[[ Excerpted text open ]]

What Happens at the Phase Change?

Before: Model uses only local patterns. No Induction Heads. No ICL.
Phase Change: Induction Head circuit forms. Loss "bumps" briefly.
After: Model has ICL. Can learn from prompts. Better generalization.

Timing is Early!

Note: 2.5-5B tokens is relatively early in training. Large models train on trillions of tokens. This means: ICL is a fundamental capability that develops quickly.

In-Context Learning: How Induction Heads Enable It

In-Context Learning is the ability of LLMs to learn new tasks from a few examples, without the model being retrained. Induction Heads are the circuits behind it.

Example: Few-Shot Pattern Learning

User: Translate English → German
Example 1: "hello" → "hallo"
Example 2: "goodbye" → "auf wiedersehen"
New Input: "thank you" → ?

IH recognizes: [English][German]...[English] → [German]
Output: "danke"
            

The model never saw in its training set that it should translate "thank you". But the Induction Heads recognize the pattern in the examples and generalize correctly.

Mechanism: Pattern Matching in Prompts

Prompt contains examples: [Task Description] [Input A] [Output A] [Input B] [Output B] ...
Induction Heads recognize the repetition: [Input] → [Output] pattern
When [Input C] is added, IH knows: Now [Output C]
Model generates the appropriate output

Fig. 4 | In-Context Learning in action: Prompt with examples, then new input. Induction Heads recognize the [Example] → [Output] pattern and generalize to the new input.

ICL is Emergent!

Emergent Property

In-Context Learning is not explicitly trained.

Training process:
1. Model trained on billions of tokens (standard LM loss)
2. Model sees diverse text examples, repetitions, patterns
3. As a byproduct: Induction Heads emerge
4. Byproduct enables: Pattern Completion
5. Pattern Completion enables: ICL

Result: Model can do ICL, although this was never part of the loss!

Limitations of Induction Heads

The Critical Limitation: At Least 2 Layers Needed

Single-Layer Models

Cannot form Induction Heads. A single layer is not sufficient for the Two-Layer Circuit. Consequence: No significant ICL possible.

[[ Excerpted text closed ]]
[[ Recorded data open ]]

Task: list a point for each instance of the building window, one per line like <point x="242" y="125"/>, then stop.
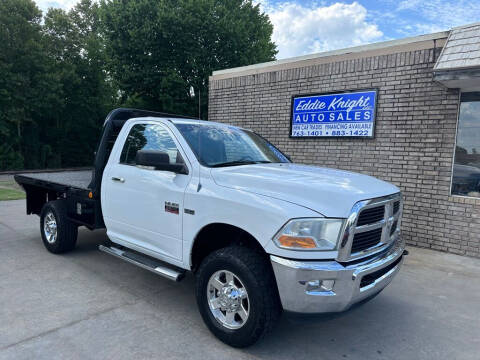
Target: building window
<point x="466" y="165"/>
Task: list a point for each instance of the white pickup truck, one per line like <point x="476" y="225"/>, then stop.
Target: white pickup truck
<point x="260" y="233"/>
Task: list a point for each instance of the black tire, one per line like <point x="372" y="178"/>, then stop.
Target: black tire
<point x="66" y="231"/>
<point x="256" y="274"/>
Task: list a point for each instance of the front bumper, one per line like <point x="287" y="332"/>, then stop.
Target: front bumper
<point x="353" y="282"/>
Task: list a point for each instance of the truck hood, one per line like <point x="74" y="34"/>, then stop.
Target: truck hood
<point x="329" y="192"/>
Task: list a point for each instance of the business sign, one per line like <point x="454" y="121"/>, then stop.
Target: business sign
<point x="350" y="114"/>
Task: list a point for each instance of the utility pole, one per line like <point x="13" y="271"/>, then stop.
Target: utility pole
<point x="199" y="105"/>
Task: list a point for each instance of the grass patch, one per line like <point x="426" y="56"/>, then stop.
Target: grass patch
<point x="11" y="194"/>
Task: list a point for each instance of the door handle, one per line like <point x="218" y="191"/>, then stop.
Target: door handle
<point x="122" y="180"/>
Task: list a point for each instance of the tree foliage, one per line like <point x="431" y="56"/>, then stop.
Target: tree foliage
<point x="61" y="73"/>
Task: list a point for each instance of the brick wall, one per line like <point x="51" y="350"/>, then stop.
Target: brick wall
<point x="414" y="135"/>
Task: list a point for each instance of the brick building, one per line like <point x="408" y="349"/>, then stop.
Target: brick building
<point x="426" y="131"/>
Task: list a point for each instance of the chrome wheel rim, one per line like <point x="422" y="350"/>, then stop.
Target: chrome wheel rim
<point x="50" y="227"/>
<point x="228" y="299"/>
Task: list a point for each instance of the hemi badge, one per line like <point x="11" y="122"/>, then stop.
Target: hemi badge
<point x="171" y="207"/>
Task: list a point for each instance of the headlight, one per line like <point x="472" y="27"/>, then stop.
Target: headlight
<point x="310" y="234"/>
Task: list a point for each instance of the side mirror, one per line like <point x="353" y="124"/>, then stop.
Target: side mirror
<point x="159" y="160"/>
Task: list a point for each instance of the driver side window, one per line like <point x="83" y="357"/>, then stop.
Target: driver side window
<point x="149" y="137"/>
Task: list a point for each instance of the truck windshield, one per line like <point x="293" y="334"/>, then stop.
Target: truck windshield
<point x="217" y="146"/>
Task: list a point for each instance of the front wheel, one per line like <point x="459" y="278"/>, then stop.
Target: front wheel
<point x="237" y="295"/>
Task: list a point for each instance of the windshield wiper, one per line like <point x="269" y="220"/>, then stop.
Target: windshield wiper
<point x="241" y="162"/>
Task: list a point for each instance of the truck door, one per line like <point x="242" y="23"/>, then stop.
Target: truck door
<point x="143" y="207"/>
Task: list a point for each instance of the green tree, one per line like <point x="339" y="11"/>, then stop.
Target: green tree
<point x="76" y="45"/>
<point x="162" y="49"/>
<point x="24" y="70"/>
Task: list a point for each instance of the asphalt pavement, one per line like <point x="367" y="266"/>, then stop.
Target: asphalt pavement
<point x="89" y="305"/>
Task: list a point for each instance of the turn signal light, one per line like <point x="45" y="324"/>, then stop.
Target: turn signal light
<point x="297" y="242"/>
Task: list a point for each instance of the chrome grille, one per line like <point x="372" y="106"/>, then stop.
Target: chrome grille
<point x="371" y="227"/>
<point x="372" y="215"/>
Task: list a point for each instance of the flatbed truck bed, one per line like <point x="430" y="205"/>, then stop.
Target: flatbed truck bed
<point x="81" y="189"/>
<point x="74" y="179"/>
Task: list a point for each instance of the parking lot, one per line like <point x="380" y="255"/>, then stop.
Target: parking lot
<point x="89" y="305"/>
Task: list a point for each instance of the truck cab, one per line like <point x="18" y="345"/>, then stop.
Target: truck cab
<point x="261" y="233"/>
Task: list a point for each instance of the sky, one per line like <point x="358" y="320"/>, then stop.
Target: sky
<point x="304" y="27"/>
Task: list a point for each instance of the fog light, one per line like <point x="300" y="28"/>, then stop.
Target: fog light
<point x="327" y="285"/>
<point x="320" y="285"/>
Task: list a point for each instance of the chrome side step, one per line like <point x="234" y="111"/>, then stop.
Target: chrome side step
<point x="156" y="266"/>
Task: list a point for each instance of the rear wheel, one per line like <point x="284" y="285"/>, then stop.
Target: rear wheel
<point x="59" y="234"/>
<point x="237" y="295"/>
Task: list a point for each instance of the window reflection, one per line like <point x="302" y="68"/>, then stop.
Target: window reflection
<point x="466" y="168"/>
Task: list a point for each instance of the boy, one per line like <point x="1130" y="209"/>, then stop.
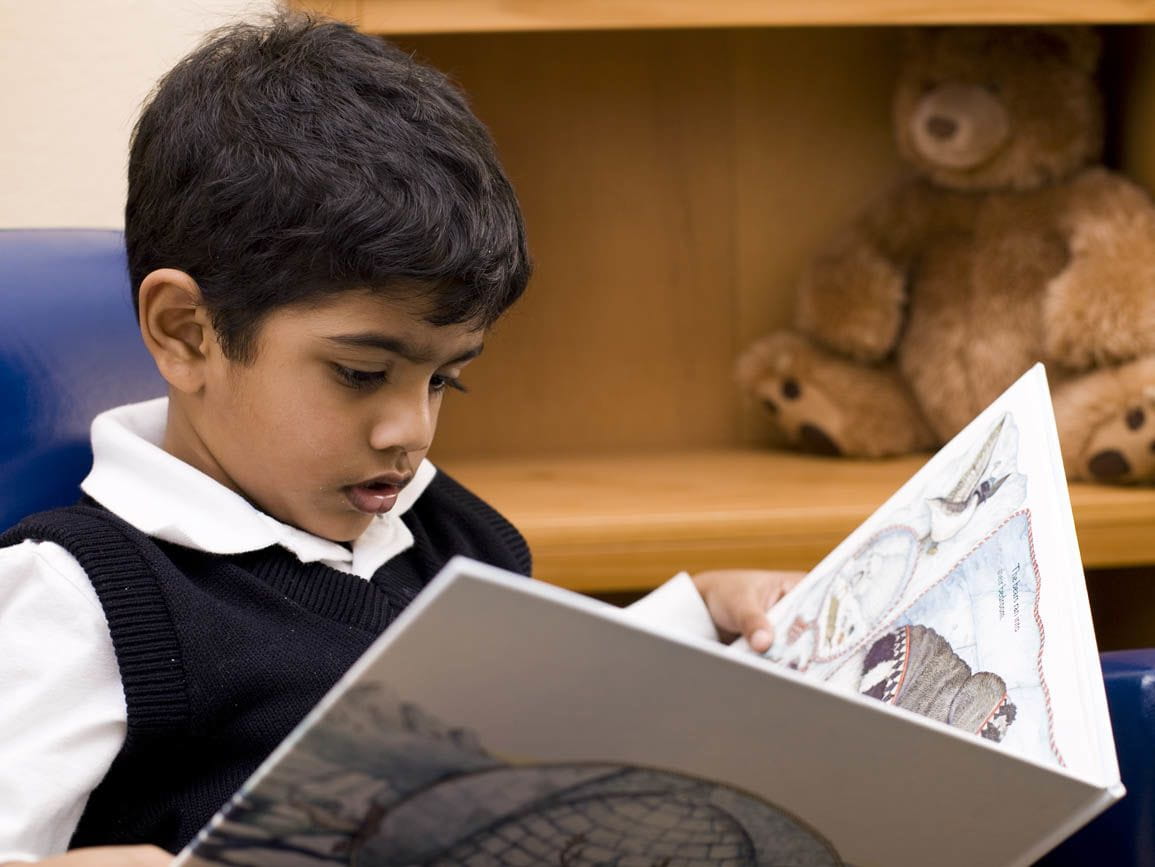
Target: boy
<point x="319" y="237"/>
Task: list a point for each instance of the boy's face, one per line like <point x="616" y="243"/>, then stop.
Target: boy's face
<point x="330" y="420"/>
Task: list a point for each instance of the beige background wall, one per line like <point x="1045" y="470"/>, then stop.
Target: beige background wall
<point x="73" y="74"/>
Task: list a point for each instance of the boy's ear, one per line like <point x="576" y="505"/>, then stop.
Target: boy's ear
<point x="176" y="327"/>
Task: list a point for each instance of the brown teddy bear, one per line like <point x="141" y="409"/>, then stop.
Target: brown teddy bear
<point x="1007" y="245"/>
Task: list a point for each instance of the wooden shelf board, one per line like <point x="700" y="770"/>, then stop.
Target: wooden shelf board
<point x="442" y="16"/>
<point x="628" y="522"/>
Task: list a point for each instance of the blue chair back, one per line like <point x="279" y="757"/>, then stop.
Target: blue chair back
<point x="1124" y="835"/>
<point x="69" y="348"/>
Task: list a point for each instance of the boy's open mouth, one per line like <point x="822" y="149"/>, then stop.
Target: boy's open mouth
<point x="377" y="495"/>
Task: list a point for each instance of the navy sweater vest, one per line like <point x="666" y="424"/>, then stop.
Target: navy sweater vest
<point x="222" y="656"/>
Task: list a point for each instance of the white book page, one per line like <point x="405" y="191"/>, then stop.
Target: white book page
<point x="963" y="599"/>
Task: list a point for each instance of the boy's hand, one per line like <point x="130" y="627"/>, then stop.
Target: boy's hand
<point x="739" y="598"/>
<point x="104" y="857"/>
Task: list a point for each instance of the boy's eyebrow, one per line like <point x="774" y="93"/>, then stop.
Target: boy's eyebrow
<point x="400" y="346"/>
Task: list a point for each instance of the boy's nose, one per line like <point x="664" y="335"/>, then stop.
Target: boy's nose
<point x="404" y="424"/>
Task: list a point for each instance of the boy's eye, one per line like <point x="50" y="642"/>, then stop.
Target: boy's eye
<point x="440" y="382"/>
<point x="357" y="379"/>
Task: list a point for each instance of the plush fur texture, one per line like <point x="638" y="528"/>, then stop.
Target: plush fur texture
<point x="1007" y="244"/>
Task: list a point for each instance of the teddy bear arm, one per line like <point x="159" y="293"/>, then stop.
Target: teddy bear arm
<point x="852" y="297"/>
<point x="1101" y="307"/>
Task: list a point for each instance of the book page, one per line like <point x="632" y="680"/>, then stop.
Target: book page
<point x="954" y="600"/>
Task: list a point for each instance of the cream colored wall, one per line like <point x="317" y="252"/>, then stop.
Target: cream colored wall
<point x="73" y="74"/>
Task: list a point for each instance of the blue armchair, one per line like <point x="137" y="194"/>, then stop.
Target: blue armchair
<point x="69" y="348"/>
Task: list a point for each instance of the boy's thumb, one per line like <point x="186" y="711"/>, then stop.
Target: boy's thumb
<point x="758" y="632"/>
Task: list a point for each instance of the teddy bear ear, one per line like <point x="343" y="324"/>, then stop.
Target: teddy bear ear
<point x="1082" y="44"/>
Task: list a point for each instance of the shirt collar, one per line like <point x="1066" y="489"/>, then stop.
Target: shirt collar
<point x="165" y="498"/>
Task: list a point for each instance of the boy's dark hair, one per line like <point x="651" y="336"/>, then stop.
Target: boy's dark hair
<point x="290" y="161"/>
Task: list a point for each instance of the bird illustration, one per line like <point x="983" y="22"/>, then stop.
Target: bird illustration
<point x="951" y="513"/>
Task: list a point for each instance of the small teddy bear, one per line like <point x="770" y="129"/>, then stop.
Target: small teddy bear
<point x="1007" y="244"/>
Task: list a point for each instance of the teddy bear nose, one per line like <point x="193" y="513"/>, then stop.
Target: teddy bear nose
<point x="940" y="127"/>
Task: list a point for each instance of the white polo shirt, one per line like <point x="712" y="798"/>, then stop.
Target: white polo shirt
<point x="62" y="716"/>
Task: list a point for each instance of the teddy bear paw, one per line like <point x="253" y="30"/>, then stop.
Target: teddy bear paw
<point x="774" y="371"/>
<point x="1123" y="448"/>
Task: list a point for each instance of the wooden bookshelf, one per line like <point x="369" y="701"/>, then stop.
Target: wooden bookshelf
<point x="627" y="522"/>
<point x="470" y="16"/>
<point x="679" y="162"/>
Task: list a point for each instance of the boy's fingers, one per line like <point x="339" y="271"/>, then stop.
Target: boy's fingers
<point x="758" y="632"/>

[[ Recorded data closed ]]

Work instructions ->
1. According to the induction heads text, why can't single-layer models form Induction Heads?
2. Summarize the induction heads text in two sentences.
3. Write the next part of the induction heads text, picking up after its final sentence.

Exercise answers ->
1. A single layer is not sufficient for the Two-Layer Circuit.

2. Induction Heads form during a phase change relatively early in training, and the model then gains In-Context Learning, the ability to learn new tasks from a few examples in a prompt without being retrained. This ability emerges as a byproduct of standard language-model training rather than being explicitly trained, and it needs at least two layers, since single-layer models cannot form Induction Heads.

3.
Design Implication

Minimum network depth is required for ICL. Shallow models have a fundamental limitation.

Architecture	Layers	IH Possible?	ICL Quality	Use Case
Shallow Transformer	1 Layer	No	None	NLP Toys
Standard Transformer	2-4 Layers	Yes (weak)	Weak	Small Models
Modern LLM	20-80 Layers	Yes (strong)	Strong	Production

Other Limitations (researched but not strongly documented)

Context Length: IH can only recognize patterns in the KV-Cache. Outside the window is a blind spot.
Pattern Clarity: If the pattern is unclear, IH cannot generalize.
Model Size: Larger models have stronger IH. Small models may have weak ICL.

Practical Examples for Induction Heads

Example 1: Code Completion

# Pattern in prompt:
def add(a, b):
    return a + b

def subtract(a, b):
    return a - b

def multiply(a, b):

# IH recognizes: Function → Implementation pattern
# Output:
    return a * b
            

Example 2: Language Translation

English: The weather is nice.
German: Das Wetter ist schoen.

English: I love programming.
German:

# Pattern: English → German
# IH completes: Ich liebe Programmieren.
            

Example 3: Format Understanding

JSON Format Examples:
{"name": "Alice", "age": 30}
{"name": "Bob", "age": 25}

New Input:
{"name": "Charlie", "age":

# Pattern: Name → Age Structure
# IH predicts: 35} (e.g.)
            

In all these cases, the model never explicitly learned to generate code, or write German. It simply recognizes the pattern [X][Y]...[X] → [Y] and generalizes.

Key Insights

1. Two-Layer Circuit

Induction Heads are not a single attention operation, but a composition of two layers: Previous-Token + Pattern Matching.

2. Emergent Phenomenon

ICL is not trained. It's a byproduct of LM Pretraining. Induction Heads emerge spontaneously at 2.5-5B tokens.

3. Phase Change

The emergence is not gradual - there is a clear phase change with a recognizable bump in the loss curve.

4. Depth is Essential

Single-layer models cannot form IH. At least 2 layers are required for ICL - a fundamental constraint.

5. Pattern Completion

The core function: [A][B]...[A] → [B]. Simple but powerful mechanism for most ICL tasks.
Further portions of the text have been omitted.